Data items:
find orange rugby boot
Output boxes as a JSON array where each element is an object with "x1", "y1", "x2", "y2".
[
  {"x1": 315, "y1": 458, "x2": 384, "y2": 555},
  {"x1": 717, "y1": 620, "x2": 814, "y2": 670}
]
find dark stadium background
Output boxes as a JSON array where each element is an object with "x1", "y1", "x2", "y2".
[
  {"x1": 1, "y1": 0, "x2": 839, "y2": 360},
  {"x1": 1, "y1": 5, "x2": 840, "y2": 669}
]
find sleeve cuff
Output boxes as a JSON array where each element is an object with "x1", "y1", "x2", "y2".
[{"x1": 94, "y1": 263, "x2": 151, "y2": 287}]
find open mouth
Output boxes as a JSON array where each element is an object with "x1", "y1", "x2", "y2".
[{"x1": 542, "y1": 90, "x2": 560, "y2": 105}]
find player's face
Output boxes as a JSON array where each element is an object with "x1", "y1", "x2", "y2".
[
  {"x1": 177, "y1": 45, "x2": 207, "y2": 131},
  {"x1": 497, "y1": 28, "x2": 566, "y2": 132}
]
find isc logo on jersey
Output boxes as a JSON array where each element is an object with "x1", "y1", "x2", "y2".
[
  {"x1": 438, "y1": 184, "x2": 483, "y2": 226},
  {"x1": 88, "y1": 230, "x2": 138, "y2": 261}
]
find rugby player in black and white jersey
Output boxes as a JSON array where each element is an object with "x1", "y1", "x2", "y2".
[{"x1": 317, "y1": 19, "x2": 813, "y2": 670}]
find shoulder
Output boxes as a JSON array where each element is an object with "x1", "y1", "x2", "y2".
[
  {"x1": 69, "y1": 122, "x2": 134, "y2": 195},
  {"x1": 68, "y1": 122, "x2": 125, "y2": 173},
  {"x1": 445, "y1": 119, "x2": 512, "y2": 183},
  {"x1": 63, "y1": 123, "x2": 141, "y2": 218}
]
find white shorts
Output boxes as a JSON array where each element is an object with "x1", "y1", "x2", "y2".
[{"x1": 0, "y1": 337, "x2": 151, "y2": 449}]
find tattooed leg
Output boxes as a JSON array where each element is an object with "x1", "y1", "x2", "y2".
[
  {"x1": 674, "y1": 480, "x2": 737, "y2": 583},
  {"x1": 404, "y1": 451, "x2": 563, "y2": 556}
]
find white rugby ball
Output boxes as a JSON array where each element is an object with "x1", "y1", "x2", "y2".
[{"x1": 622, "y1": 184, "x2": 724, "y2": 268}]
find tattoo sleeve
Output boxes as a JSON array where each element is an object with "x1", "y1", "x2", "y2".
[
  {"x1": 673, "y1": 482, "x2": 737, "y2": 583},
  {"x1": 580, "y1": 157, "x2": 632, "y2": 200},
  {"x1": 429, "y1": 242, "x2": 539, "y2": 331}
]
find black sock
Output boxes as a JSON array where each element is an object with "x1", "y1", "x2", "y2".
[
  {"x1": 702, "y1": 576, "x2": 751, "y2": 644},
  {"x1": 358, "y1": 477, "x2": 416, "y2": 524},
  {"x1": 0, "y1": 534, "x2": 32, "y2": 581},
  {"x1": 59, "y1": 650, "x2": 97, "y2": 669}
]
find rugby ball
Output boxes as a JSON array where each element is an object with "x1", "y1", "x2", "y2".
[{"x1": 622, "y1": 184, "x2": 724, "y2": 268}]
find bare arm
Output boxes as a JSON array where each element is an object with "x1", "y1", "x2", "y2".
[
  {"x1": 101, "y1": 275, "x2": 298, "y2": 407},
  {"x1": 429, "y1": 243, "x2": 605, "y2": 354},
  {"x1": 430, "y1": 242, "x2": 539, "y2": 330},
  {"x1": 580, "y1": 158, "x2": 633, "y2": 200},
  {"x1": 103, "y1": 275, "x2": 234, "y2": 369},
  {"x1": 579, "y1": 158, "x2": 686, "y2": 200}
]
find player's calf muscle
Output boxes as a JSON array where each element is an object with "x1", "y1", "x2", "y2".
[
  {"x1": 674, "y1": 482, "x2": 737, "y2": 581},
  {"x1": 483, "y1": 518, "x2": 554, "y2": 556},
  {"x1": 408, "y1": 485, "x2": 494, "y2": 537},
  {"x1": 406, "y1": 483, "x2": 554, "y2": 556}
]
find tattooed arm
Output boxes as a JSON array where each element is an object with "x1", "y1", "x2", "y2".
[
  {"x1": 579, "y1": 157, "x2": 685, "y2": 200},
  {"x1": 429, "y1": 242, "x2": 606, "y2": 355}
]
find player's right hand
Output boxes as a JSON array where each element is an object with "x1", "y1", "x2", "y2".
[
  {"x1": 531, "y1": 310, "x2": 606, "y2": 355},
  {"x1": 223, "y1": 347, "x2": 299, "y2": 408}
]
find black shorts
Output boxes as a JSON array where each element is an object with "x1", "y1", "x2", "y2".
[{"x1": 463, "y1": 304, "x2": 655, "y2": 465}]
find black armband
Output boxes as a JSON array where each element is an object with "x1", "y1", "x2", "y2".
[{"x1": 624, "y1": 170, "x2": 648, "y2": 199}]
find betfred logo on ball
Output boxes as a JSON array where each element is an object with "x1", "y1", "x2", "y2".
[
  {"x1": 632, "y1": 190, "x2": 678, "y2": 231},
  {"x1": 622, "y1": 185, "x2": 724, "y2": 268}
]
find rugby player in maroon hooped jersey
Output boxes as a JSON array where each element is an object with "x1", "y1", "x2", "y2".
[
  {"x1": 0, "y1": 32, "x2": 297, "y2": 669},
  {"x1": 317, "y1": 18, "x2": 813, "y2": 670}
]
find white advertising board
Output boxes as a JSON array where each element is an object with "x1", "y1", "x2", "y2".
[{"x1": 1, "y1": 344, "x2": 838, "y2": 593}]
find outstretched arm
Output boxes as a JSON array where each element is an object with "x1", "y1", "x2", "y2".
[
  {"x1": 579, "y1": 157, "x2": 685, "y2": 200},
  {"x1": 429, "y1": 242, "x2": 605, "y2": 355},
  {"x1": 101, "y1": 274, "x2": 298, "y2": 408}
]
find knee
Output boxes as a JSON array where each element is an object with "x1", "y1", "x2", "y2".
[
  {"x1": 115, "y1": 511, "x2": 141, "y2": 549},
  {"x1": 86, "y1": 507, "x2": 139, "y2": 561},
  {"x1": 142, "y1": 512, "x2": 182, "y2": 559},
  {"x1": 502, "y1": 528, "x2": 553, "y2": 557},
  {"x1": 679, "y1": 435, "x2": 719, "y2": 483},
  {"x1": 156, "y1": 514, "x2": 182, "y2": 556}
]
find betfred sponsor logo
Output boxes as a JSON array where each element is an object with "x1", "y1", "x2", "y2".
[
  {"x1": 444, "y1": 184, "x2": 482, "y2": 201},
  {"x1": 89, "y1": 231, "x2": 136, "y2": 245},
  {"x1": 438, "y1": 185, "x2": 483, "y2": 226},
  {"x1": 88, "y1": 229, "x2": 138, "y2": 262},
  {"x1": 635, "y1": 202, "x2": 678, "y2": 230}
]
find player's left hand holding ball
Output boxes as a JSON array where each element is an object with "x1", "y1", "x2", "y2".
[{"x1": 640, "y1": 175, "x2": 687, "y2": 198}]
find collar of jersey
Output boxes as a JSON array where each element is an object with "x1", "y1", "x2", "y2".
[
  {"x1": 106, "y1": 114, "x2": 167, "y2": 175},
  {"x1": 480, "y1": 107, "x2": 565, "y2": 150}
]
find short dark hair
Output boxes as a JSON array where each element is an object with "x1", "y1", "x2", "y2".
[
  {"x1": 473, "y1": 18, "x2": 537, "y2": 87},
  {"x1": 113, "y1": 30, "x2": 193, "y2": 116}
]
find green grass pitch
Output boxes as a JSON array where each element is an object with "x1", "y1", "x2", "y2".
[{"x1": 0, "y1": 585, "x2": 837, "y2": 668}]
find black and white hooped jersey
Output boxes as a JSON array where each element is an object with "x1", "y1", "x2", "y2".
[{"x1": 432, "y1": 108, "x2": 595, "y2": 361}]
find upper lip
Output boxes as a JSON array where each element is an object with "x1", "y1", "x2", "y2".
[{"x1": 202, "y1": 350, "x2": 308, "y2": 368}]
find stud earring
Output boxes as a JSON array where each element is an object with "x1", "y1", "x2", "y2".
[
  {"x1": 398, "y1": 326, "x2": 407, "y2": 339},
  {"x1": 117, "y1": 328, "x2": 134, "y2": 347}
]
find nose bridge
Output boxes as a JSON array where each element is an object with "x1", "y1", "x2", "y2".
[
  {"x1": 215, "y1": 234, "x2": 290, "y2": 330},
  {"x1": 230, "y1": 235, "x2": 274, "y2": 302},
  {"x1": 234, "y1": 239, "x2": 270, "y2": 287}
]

#### [The problem]
From the records above, extract exactly and only the lines that begin at the line with "find dark stadium background" and stop after the line with "find open mouth".

#### [Solution to this exercise]
find dark stadium background
Output boxes as a JSON array where each element is an object with "x1", "y1", "x2", "y2".
[
  {"x1": 1, "y1": 0, "x2": 839, "y2": 360},
  {"x1": 1, "y1": 5, "x2": 840, "y2": 669}
]
find sleeve cuff
Output boxes as a JSON array where each element is an object with "x1", "y1", "x2", "y2".
[{"x1": 94, "y1": 263, "x2": 151, "y2": 287}]
find open mouth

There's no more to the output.